Given text ::

++++++++

Mountain bikers are getting set to Crank the Shield in Sault Ste. Marie. Words :: Conor Mihell.
In the three years that have passed since the last installment of the Crank the Shield mountain bike stage race in Sault Ste. Marie, organizer Sean Ruppel has had plenty of time to reflect on what makes this three-day event so special to him. “It’s always been about the type of riding,” says Ruppel, the Muskoka-based owner of Superfly Racing. “It’s all about backcountry adventure riding, out in the wilderness with real mountains and pristine rivers. There’s no better mountain biking anywhere else in the province.”
The long, pandemic-caused wait on the next Crank the Shield event has built up a lot of enthusiasm in Ruppel and race participants. Ruppel’s business plans, coordinates and hosts adventure races across Ontario. In inaugural, 2018 Sault Ste. Marie event, Ruppel felt like he was sharing a secret treasure with the broader mountain biking community. Ruppel envisioned an epic 230-km route on many of the rugged Algoma trails he had been exploring all his life from a family cottage on Lake Superior. “Make no mistake—this is as ‘real’ as mountain biking gets!” he wrote in the race prospectus.

++++++++

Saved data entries
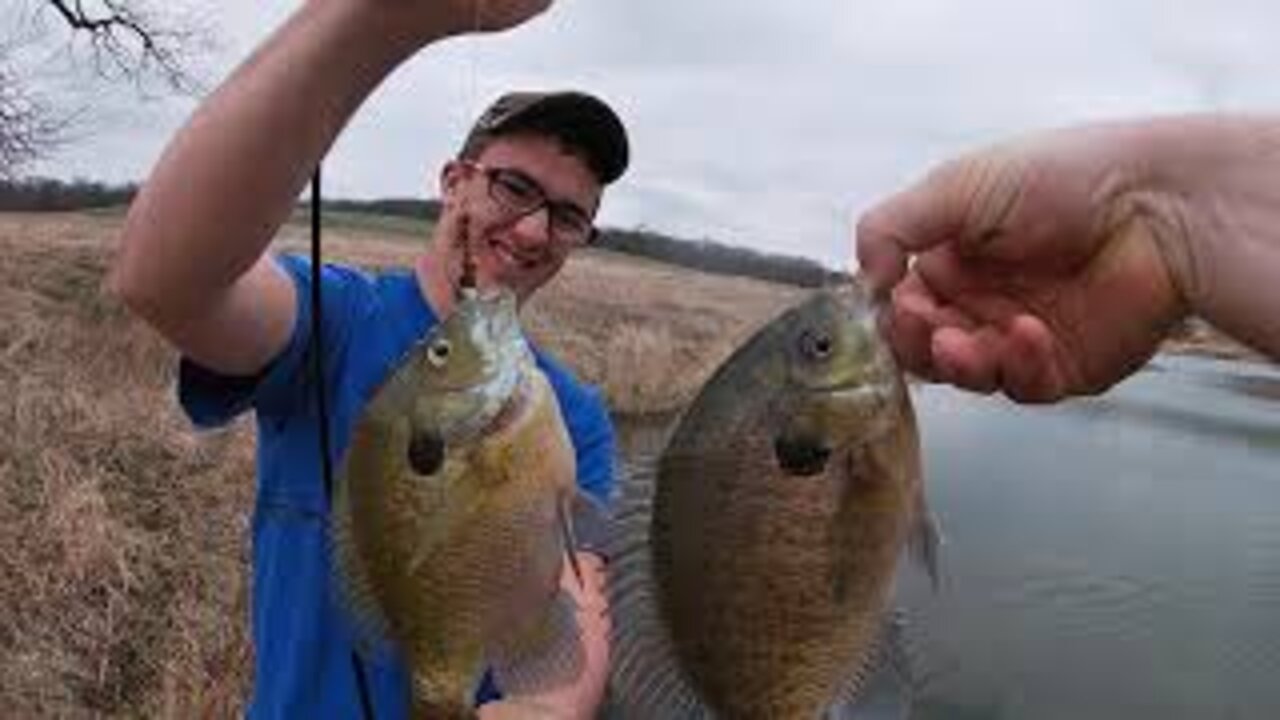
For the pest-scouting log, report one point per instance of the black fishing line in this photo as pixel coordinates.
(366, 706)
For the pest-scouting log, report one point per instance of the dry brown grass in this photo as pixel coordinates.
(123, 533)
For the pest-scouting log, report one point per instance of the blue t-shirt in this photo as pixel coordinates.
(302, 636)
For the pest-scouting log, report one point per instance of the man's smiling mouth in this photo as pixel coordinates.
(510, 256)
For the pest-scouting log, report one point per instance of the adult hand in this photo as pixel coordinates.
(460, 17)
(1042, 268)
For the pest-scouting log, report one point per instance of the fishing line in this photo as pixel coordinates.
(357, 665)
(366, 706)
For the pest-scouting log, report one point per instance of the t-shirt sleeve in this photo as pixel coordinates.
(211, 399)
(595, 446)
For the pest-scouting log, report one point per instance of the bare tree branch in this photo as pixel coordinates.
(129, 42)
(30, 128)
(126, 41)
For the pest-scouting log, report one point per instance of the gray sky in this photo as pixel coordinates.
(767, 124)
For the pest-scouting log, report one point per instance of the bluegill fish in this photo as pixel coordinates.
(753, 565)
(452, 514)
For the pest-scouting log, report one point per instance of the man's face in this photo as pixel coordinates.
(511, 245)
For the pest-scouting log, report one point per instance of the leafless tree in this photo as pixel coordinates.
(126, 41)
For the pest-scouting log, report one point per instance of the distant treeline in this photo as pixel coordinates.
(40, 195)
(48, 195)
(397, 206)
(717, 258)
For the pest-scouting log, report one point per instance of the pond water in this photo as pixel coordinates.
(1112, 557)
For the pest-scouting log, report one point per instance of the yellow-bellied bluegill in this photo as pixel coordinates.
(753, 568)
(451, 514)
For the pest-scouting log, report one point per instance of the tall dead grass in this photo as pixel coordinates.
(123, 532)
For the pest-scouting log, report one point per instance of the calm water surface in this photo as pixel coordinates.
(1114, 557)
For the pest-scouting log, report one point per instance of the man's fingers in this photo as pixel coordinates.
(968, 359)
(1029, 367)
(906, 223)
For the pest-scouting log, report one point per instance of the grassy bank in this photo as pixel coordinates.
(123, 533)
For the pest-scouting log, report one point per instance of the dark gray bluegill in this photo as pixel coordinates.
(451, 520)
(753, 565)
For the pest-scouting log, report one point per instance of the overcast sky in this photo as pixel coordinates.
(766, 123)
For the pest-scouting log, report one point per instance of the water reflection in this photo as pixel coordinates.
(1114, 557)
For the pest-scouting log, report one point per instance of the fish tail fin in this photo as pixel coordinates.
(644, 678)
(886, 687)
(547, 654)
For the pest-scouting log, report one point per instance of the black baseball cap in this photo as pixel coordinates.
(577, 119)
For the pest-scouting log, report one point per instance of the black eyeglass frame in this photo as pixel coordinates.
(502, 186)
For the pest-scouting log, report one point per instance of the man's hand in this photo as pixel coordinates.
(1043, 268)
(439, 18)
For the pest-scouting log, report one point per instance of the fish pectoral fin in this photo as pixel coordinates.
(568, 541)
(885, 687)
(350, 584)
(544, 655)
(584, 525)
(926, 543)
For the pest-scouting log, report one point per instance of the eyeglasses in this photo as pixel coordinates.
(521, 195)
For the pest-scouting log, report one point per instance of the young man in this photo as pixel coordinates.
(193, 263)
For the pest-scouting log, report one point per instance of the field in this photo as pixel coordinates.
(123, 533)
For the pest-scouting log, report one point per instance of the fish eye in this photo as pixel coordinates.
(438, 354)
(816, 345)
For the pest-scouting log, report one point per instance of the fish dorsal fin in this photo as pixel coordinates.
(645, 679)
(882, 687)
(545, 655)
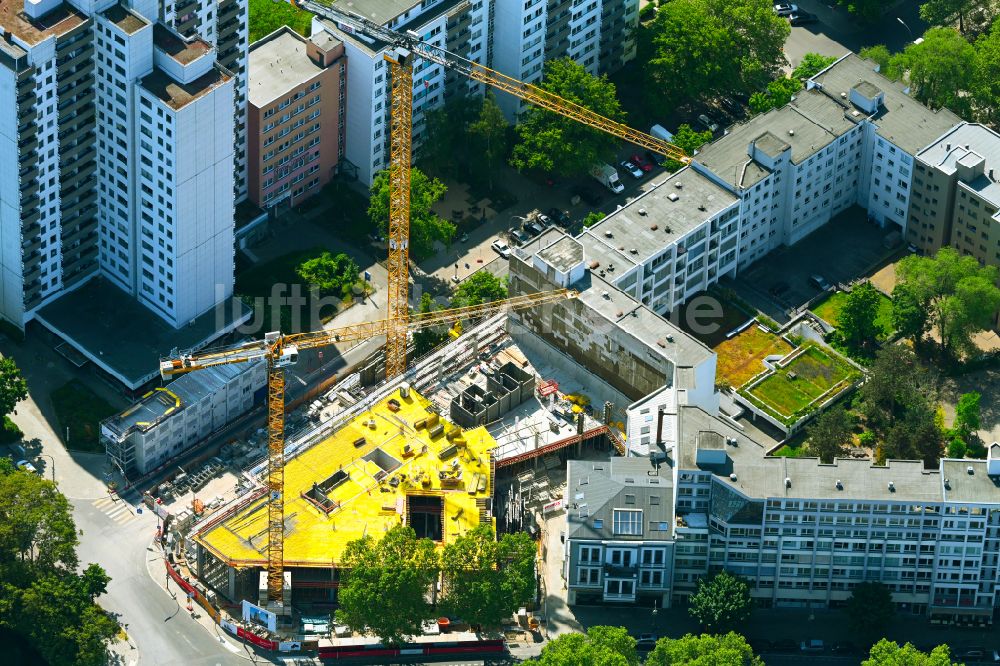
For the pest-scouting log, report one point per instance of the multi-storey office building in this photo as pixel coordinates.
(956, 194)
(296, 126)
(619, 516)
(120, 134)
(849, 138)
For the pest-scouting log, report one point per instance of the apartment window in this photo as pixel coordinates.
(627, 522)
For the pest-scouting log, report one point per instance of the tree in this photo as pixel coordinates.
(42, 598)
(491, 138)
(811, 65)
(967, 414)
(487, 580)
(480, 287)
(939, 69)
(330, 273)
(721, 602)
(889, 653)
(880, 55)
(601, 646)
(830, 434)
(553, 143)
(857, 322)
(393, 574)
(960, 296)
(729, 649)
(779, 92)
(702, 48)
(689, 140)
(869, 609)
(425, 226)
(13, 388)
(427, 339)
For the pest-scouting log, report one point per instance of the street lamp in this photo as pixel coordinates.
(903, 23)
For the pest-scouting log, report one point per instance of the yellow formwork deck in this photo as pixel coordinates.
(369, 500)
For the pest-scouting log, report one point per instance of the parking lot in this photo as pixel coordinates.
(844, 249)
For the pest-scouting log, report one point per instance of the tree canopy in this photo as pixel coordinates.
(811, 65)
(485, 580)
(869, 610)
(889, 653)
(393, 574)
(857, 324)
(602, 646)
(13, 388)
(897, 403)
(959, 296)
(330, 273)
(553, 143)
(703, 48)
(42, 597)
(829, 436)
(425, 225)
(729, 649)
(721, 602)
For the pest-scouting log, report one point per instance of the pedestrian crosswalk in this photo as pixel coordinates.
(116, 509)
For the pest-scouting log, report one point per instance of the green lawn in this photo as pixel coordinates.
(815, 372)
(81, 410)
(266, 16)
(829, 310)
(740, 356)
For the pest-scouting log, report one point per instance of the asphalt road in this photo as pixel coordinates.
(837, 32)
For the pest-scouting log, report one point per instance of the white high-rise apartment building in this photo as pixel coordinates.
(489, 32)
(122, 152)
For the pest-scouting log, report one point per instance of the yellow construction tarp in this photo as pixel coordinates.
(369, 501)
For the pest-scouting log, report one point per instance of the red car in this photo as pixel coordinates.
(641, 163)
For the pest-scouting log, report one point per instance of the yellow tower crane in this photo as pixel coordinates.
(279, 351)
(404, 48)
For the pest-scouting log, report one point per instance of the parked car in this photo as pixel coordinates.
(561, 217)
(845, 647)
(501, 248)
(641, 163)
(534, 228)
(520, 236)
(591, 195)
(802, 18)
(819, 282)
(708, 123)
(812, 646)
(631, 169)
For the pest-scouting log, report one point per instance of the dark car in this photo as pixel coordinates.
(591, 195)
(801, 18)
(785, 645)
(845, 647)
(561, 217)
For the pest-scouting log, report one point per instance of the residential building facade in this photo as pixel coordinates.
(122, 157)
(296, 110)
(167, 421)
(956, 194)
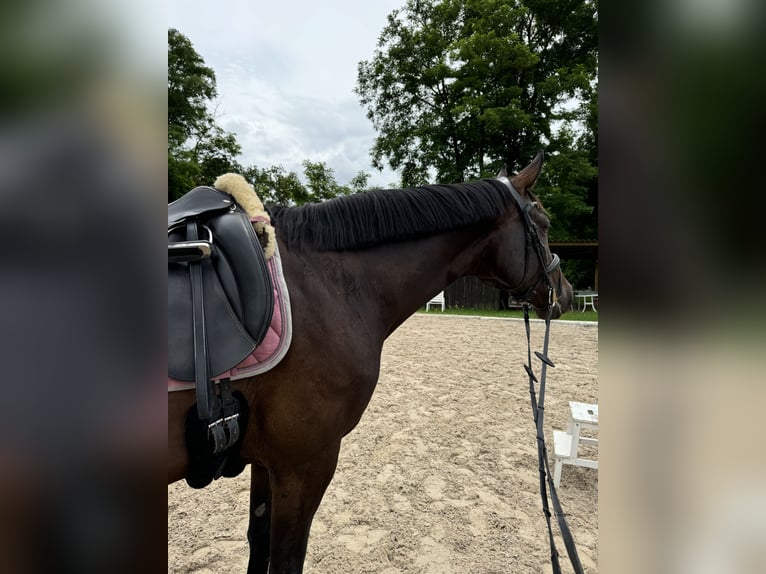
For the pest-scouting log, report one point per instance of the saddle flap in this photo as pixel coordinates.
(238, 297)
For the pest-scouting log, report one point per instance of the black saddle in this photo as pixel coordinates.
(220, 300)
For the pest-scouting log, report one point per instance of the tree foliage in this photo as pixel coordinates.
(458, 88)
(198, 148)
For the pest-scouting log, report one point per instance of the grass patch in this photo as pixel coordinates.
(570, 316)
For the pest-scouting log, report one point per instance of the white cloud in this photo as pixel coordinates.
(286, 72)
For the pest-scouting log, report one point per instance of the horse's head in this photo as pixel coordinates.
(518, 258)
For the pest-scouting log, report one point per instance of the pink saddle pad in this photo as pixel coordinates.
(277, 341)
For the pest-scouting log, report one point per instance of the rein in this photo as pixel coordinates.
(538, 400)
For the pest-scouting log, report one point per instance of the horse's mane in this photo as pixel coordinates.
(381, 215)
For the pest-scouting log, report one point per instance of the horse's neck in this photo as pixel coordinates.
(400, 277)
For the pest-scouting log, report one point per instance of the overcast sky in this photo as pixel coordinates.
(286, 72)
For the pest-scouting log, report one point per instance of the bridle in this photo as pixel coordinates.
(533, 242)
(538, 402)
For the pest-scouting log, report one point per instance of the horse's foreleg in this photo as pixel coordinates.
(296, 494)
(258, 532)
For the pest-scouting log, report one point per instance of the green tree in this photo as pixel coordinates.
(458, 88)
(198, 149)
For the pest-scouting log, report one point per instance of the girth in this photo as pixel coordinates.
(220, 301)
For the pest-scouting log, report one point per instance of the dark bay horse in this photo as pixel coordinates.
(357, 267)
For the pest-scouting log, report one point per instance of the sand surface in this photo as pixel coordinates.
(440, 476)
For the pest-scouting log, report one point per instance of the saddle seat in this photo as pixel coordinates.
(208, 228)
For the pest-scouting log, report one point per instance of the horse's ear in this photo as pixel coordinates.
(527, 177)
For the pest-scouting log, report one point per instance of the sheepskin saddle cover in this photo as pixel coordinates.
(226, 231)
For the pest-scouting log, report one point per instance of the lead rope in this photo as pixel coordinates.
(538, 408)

++++++++

Task ::
Please explain, from the Crank the Shield article, what Ruppel says makes the three-day event so special to him.

Output for this exercise ::
For Ruppel, it has always been about the type of riding: backcountry adventure riding out in the wilderness, with real mountains and pristine rivers. He says there's no better mountain biking anywhere else in the province.